#### Input records ####

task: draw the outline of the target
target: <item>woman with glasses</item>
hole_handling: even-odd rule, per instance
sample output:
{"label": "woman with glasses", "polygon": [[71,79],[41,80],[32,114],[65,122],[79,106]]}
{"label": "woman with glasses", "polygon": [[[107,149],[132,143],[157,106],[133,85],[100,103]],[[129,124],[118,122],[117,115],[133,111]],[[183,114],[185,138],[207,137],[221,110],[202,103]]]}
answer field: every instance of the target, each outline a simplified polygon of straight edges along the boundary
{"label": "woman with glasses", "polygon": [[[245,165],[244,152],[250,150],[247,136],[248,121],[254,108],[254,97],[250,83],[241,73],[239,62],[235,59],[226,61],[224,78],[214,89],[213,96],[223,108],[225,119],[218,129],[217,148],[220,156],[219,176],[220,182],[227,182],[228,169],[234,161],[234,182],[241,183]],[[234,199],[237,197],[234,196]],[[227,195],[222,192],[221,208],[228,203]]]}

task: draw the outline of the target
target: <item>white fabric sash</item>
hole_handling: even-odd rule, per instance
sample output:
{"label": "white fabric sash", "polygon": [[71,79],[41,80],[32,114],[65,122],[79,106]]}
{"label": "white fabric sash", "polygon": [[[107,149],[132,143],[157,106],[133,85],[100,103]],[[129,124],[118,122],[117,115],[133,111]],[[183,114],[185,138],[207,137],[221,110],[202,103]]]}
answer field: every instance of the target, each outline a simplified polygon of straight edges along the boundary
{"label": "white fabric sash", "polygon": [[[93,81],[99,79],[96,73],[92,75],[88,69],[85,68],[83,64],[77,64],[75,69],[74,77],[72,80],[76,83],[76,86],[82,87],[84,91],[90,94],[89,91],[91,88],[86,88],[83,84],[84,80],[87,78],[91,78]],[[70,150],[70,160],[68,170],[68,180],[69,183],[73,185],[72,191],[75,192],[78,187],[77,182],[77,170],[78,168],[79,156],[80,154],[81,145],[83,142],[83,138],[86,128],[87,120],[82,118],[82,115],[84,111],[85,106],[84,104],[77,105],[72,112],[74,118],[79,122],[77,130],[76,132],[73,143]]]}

####

Brief -
Gather every line of the records above that contains the string "label", matching case exactly.

The output -
{"label": "woman with glasses", "polygon": [[71,79],[41,80],[32,114],[65,122],[79,106]]}
{"label": "woman with glasses", "polygon": [[[107,149],[132,143],[157,106],[133,85],[100,103]],[[129,124],[118,122],[117,115],[133,111]],[[183,114],[185,138],[207,137],[221,110],[202,103]]]}
{"label": "woman with glasses", "polygon": [[[245,165],[244,152],[250,150],[247,136],[248,121],[254,108],[254,97],[250,83],[241,73],[239,62],[235,59],[226,61],[224,78],[214,89],[213,96],[223,108],[225,119],[218,129],[217,148],[220,156],[219,176],[220,182],[227,182],[228,169],[234,161],[234,182],[241,183]],[[234,199],[237,197],[234,196]],[[227,195],[222,192],[221,208],[228,203]]]}
{"label": "white fabric sash", "polygon": [[71,79],[41,80],[32,114],[65,122],[79,106]]}
{"label": "white fabric sash", "polygon": [[[107,149],[132,143],[157,106],[133,85],[100,103]],[[129,124],[118,122],[117,115],[133,111]],[[183,114],[185,138],[207,137],[221,110],[202,103]]]}
{"label": "white fabric sash", "polygon": [[[93,81],[99,79],[96,73],[92,75],[88,69],[85,68],[83,64],[77,64],[75,69],[74,77],[72,80],[76,83],[76,86],[82,87],[84,91],[90,94],[89,91],[91,88],[86,88],[83,84],[84,80],[87,78],[91,78]],[[70,150],[70,160],[68,170],[68,180],[69,183],[73,185],[72,191],[75,192],[78,187],[77,182],[77,170],[78,168],[79,156],[80,154],[81,145],[83,142],[83,138],[86,128],[87,120],[82,118],[82,115],[84,111],[85,106],[84,104],[77,105],[72,112],[74,118],[79,122],[77,130],[76,132],[73,143]]]}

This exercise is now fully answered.